>> begin Record list
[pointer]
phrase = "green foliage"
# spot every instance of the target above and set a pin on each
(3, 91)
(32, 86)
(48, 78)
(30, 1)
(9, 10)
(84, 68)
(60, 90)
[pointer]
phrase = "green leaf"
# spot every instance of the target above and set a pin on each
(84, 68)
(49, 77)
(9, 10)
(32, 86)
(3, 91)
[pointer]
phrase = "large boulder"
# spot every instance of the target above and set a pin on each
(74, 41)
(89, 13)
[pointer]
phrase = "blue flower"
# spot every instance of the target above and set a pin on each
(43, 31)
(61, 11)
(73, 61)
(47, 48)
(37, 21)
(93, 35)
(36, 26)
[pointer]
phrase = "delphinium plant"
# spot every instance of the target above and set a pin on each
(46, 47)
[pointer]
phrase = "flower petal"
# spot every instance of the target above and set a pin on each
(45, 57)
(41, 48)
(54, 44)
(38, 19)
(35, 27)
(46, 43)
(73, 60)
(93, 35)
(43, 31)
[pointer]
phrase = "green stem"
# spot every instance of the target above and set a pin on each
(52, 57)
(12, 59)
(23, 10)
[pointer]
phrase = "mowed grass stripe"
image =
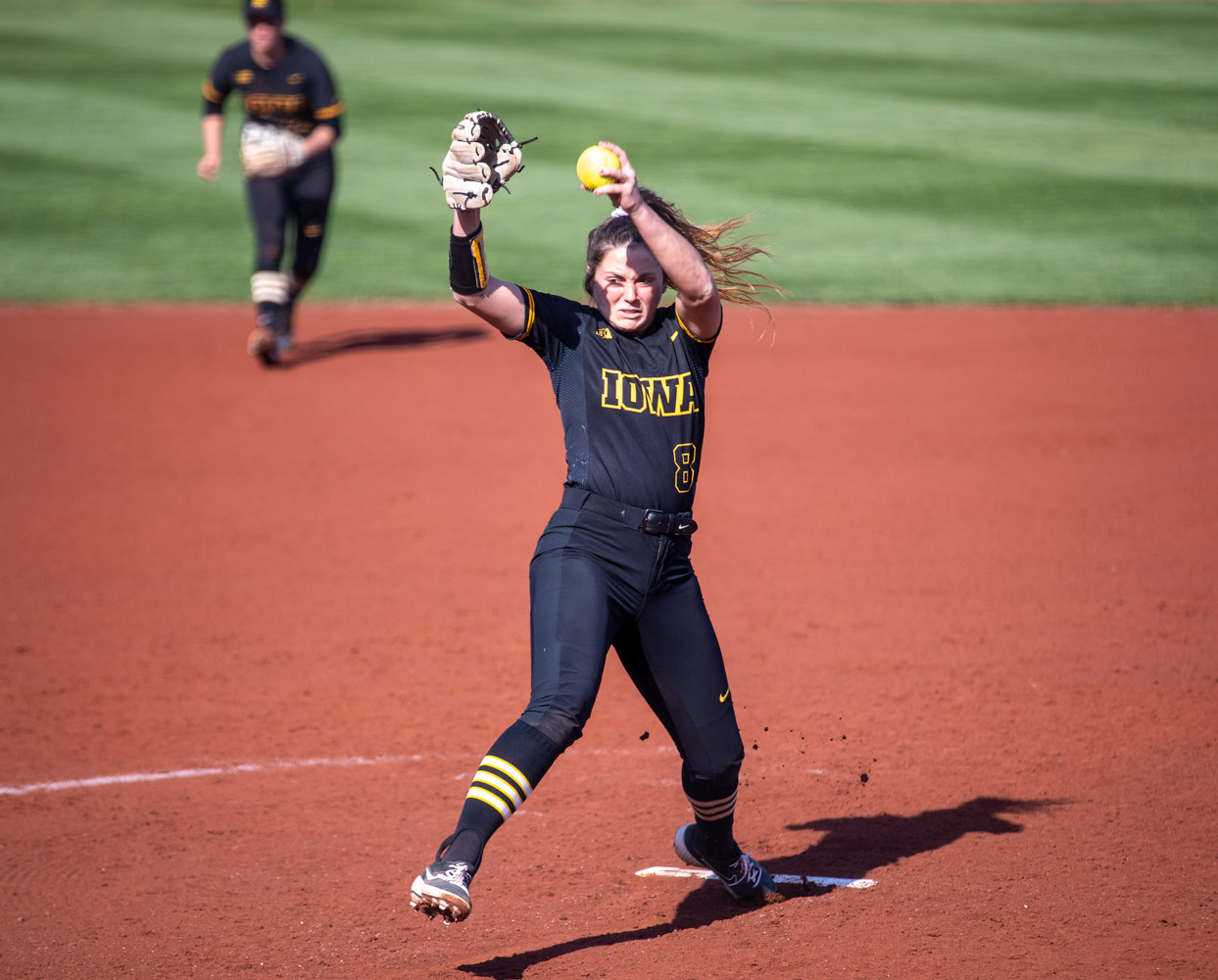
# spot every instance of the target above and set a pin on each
(891, 152)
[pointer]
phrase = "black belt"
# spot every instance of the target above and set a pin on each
(652, 521)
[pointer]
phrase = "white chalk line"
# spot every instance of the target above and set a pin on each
(250, 767)
(242, 767)
(781, 879)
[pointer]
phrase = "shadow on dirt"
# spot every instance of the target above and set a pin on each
(852, 848)
(319, 348)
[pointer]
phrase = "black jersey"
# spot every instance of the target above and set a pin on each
(296, 94)
(632, 405)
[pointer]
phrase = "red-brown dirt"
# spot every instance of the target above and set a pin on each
(961, 562)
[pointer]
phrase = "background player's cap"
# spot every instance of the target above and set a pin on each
(264, 10)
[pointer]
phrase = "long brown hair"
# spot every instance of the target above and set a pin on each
(723, 254)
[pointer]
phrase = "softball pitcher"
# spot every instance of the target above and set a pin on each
(611, 567)
(292, 119)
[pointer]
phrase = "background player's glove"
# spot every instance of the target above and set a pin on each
(269, 151)
(482, 157)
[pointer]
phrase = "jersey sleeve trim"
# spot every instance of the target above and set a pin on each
(695, 336)
(530, 315)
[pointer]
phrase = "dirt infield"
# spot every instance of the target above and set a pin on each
(257, 628)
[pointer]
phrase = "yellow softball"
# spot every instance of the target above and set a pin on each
(591, 162)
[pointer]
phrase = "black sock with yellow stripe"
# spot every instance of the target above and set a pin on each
(714, 810)
(510, 770)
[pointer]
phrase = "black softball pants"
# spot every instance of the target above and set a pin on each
(596, 583)
(302, 199)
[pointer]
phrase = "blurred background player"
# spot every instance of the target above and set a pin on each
(292, 119)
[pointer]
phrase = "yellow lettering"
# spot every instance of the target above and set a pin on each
(672, 395)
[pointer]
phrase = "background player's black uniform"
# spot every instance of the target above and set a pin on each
(297, 94)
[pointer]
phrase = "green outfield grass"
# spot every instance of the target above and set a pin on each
>> end Record list
Aim:
In your copy, repeat each record exactly and include no pictures.

Worked solution:
[pointer]
phrase = "green foliage"
# spot every instance of the target above and set a pin on each
(3, 91)
(32, 86)
(48, 78)
(30, 1)
(9, 10)
(84, 68)
(60, 90)
[pointer]
phrase = "green leaf"
# spot every instance of the target above and set a pin on each
(84, 68)
(49, 77)
(9, 10)
(32, 86)
(3, 91)
[pointer]
phrase = "large boulder"
# spot every instance of the target above and set a pin on each
(74, 41)
(89, 13)
[pointer]
phrase = "blue flower"
# spot every instance of the target above and set a pin on each
(43, 31)
(61, 11)
(73, 61)
(47, 48)
(37, 21)
(93, 35)
(36, 26)
[pointer]
phrase = "delphinium plant"
# spot every instance of the target above and set a pin on each
(46, 47)
[pointer]
phrase = "flower petal"
# spot every instance of the target above and set a pin on each
(45, 57)
(41, 48)
(54, 44)
(38, 19)
(35, 27)
(46, 43)
(73, 60)
(93, 35)
(43, 31)
[pointer]
phrase = "green stem"
# spot every instance of the target above and set a pin on each
(52, 57)
(12, 59)
(23, 10)
[pointer]
phrase = "mowed grass stripe"
image =
# spot every instance of the target above and set a pin on each
(891, 152)
[pointer]
phrase = "black belt"
# spot every instance of the target above and set a pin on each
(652, 521)
[pointer]
phrase = "white chalk line"
# spot every instance of the target above and set a pin on each
(250, 767)
(242, 767)
(781, 879)
[pointer]
phrase = "shadow on dirt"
# spot every instance of the target above and set a pin on each
(852, 848)
(319, 348)
[pointer]
phrase = "black jersey"
# spot every instance of the target above and set a pin on each
(296, 94)
(632, 405)
[pointer]
phrase = "red-brown dirt"
# spot every instance of the target above and set a pin on each
(961, 562)
[pointer]
phrase = "background player's cap"
# spot every instance of the target above and set a pin on each
(264, 10)
[pointer]
phrase = "long brown hair"
# spot every instance of the target above and set a pin on each
(723, 254)
[pointer]
phrase = "softball pitcher"
# spot every instance of the target above and set a pin on each
(611, 567)
(292, 119)
[pointer]
phrase = "background player's glove"
# spot every instance of the target above and set a pin on each
(269, 151)
(482, 157)
[pointer]
phrase = "jersey sleeve trim"
# spot every instance of the target above and set a pin on each
(695, 336)
(530, 315)
[pointer]
phrase = "dirt infield"
# spot every instance of the target above and set a pin on each
(257, 628)
[pointer]
phrase = "yellow softball"
# spot every instance of the target above and set a pin on each
(591, 162)
[pointer]
phrase = "black sock with yellow stripe"
# spot every instance of the target above and set a pin on each
(714, 810)
(510, 770)
[pointer]
phrase = "black softball pants"
# spot every instance of the target above and set a pin on each
(596, 583)
(302, 199)
[pointer]
phrase = "blurred background player"
# spot every instance of the target above and set a pin on each
(292, 119)
[pointer]
phrase = "yellow lettering"
# spot every instance of the target above and set a pin on each
(672, 395)
[pointer]
phrase = "background player's black uniform"
# spot every instance of the target above and set a pin on each
(297, 94)
[pointer]
phrase = "green outfield grass"
# spot every instance of the target above and set a pin on each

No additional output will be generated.